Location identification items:
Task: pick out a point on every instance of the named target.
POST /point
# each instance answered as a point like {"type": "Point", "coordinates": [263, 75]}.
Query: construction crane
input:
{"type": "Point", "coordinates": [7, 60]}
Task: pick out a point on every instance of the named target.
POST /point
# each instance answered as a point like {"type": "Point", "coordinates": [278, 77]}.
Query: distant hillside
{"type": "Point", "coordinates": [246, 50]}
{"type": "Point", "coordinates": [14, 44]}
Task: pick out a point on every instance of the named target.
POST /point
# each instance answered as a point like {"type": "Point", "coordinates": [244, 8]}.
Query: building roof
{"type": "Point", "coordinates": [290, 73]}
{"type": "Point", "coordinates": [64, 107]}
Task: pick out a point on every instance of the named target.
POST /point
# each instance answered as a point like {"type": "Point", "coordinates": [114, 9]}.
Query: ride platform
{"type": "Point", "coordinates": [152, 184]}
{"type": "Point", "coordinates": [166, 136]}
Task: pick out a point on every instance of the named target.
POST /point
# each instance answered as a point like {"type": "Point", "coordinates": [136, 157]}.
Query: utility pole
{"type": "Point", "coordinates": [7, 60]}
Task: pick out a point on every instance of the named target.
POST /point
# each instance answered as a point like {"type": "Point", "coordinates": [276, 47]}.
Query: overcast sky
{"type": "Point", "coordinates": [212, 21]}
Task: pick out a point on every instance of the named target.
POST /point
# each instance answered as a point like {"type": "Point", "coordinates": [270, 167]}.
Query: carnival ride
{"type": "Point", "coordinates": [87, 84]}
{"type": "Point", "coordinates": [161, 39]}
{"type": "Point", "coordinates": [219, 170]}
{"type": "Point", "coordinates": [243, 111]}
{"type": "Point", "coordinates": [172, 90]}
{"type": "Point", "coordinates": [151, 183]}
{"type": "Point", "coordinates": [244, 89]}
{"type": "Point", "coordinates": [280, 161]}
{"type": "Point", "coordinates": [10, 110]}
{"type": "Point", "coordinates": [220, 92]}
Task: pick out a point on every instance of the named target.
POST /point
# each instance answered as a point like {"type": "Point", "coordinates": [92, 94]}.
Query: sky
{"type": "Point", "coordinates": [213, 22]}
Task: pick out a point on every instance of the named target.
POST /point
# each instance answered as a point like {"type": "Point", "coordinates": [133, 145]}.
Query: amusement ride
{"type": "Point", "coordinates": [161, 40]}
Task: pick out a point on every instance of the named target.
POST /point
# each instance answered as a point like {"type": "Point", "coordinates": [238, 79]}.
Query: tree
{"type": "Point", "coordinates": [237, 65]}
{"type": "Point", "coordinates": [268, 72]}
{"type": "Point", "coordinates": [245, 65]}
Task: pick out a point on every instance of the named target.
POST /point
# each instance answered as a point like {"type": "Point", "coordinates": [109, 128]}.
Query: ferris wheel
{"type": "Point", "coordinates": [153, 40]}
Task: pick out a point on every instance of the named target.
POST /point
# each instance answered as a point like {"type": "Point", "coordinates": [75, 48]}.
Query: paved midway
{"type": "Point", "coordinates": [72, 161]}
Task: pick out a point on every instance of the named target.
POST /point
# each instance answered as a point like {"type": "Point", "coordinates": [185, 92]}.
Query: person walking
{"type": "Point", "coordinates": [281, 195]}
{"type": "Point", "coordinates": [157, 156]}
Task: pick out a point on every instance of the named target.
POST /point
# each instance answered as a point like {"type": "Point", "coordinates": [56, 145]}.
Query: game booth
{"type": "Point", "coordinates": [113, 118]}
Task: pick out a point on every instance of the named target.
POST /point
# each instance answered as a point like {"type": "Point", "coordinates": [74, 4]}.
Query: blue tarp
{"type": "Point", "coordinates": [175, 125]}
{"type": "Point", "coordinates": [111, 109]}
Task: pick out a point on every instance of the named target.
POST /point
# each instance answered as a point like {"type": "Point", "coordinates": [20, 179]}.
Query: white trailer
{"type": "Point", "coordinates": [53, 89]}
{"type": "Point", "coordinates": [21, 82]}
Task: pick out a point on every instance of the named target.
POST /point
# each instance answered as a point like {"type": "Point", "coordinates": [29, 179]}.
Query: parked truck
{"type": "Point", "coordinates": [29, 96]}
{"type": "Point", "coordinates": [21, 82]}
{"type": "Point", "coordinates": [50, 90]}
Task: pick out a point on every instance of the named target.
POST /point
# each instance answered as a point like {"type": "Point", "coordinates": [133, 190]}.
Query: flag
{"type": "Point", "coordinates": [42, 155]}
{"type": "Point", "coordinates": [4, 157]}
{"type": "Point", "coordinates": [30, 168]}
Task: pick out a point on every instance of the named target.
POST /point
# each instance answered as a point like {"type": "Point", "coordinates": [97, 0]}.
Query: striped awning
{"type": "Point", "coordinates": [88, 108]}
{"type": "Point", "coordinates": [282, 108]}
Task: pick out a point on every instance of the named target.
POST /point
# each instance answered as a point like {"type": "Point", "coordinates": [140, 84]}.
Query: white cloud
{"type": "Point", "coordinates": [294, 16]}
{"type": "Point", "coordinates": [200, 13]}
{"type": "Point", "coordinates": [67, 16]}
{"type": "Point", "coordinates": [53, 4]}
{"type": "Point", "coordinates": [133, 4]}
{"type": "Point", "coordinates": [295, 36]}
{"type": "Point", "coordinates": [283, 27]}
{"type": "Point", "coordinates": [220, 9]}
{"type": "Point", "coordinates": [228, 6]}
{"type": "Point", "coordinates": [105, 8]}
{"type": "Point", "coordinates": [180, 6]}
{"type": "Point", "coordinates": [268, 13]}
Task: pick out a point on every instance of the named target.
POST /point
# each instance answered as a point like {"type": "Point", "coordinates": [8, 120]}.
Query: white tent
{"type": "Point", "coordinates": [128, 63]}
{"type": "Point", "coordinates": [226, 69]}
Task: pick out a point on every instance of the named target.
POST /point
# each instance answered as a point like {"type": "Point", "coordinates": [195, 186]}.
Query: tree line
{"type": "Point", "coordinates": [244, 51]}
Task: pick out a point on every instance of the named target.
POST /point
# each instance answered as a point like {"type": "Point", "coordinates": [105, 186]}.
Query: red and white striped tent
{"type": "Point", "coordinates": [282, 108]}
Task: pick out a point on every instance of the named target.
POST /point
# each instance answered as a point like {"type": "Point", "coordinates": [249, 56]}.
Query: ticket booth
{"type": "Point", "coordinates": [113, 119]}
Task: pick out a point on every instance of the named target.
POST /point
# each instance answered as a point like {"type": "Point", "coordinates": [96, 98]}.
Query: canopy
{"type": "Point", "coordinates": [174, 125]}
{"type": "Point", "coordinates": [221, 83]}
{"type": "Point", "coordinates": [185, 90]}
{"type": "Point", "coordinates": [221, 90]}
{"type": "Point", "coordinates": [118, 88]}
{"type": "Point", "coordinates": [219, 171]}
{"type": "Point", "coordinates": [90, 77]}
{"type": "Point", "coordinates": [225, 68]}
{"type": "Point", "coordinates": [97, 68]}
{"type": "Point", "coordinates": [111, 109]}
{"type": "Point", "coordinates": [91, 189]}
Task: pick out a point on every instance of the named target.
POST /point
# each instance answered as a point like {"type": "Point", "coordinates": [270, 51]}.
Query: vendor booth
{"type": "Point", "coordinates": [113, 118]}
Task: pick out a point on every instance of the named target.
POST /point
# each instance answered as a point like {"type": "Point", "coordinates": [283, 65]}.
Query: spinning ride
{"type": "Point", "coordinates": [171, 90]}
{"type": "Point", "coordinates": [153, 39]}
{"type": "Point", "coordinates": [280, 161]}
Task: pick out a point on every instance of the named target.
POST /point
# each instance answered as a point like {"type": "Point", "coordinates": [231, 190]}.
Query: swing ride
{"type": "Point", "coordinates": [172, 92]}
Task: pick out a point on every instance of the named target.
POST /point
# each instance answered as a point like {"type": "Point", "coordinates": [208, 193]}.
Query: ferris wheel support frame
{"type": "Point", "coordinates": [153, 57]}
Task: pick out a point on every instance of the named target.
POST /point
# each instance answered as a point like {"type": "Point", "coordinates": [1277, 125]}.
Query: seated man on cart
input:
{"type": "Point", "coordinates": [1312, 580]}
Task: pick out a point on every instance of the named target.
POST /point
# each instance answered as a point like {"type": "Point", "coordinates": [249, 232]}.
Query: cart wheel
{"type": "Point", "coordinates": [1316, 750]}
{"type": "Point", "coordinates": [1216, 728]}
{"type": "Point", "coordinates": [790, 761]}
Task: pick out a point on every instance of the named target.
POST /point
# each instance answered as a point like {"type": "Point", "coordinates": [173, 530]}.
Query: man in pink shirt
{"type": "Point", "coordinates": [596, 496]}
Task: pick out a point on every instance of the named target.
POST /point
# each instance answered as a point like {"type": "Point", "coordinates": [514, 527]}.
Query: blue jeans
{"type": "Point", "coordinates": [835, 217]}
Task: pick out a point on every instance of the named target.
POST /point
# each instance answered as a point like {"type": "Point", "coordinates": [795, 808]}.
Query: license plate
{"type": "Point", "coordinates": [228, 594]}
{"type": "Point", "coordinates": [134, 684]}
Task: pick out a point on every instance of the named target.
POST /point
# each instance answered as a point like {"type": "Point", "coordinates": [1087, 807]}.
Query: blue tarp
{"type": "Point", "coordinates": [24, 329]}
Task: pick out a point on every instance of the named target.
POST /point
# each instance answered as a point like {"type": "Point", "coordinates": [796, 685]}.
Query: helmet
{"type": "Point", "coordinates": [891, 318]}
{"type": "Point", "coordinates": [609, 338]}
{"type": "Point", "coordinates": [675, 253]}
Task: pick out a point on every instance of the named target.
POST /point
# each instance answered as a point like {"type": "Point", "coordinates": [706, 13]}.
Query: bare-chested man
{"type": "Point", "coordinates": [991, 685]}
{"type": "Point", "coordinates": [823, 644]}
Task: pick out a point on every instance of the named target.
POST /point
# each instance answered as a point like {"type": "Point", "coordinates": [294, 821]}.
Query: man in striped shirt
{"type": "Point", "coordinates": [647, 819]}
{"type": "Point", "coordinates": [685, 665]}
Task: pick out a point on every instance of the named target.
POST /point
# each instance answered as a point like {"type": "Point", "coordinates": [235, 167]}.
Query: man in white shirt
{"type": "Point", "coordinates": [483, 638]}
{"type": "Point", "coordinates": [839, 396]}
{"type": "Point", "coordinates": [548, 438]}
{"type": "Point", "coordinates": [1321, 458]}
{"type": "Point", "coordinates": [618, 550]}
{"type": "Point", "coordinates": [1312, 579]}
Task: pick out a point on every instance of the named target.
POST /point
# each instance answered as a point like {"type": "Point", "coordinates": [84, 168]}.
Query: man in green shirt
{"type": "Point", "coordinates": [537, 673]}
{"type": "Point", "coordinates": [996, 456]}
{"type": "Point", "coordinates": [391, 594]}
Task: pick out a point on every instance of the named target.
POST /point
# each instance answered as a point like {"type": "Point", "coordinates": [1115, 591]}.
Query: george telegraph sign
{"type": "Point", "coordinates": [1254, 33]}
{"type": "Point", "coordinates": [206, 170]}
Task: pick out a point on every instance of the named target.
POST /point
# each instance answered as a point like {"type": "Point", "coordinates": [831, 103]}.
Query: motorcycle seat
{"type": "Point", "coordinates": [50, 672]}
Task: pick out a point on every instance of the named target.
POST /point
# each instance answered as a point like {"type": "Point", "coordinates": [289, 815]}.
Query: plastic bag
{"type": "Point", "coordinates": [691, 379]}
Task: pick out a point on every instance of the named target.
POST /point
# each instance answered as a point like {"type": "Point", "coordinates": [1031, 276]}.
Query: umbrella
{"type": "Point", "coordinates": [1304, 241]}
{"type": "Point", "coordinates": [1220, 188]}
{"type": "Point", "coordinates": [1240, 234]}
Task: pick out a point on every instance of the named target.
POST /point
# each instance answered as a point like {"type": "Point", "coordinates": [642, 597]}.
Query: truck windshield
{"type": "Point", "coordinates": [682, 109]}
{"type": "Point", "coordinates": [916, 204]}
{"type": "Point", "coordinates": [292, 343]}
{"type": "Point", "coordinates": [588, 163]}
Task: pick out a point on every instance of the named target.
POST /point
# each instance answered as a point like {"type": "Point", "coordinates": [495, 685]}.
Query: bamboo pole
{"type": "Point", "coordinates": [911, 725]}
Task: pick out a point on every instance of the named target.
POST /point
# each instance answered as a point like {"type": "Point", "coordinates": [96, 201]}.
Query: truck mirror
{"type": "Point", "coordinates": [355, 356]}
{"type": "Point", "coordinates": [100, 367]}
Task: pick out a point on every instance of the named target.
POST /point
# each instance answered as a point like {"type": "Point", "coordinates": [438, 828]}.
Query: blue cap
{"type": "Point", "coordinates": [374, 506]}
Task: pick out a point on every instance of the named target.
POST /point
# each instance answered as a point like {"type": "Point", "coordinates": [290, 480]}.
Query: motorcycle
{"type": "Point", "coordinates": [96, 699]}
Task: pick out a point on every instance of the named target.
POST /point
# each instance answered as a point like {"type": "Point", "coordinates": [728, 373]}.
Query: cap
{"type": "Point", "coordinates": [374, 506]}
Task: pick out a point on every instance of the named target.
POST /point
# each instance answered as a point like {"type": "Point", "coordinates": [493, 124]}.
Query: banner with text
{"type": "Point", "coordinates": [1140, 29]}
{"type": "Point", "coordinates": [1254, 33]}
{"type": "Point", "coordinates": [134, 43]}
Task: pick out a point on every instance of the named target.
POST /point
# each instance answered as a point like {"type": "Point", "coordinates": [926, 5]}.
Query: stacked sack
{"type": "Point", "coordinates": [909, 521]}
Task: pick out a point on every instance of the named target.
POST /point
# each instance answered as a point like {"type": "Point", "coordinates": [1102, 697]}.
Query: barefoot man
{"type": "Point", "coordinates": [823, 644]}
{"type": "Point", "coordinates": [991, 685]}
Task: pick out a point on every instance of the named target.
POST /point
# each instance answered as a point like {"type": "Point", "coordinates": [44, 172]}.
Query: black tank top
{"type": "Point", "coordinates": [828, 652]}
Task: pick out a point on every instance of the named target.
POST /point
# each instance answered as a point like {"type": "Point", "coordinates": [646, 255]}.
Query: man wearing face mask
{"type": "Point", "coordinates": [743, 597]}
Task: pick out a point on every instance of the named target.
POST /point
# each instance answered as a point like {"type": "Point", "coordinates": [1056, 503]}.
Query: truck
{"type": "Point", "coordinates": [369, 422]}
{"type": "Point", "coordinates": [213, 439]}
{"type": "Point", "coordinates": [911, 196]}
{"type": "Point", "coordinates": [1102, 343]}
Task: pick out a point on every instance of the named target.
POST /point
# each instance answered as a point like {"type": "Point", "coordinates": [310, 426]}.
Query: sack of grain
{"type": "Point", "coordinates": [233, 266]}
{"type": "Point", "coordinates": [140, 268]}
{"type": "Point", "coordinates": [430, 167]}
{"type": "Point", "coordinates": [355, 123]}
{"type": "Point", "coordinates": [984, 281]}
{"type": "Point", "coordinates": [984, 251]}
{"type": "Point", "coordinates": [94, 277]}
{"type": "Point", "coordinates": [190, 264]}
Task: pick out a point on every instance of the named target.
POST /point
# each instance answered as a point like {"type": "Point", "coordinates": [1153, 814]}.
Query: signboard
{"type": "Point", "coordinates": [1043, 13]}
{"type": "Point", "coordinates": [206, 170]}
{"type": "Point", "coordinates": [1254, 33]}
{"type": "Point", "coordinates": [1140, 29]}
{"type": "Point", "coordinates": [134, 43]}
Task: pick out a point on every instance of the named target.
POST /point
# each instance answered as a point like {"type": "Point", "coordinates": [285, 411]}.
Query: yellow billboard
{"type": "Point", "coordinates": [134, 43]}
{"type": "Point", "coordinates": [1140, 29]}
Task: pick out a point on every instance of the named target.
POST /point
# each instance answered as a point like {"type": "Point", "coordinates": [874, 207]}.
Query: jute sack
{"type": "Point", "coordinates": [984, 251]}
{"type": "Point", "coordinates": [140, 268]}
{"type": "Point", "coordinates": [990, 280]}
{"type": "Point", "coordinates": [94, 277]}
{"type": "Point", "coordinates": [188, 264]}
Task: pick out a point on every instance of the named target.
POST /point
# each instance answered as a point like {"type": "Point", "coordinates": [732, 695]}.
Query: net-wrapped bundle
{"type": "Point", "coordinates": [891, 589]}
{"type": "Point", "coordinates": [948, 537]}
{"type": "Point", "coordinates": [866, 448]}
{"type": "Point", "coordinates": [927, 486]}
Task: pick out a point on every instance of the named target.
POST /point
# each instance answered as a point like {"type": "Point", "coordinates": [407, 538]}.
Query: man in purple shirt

_Directions for this task_. How many lines in the rows above contain the string "white", matching case exactly? Reply with the number only.

_Answer to the problem_. 5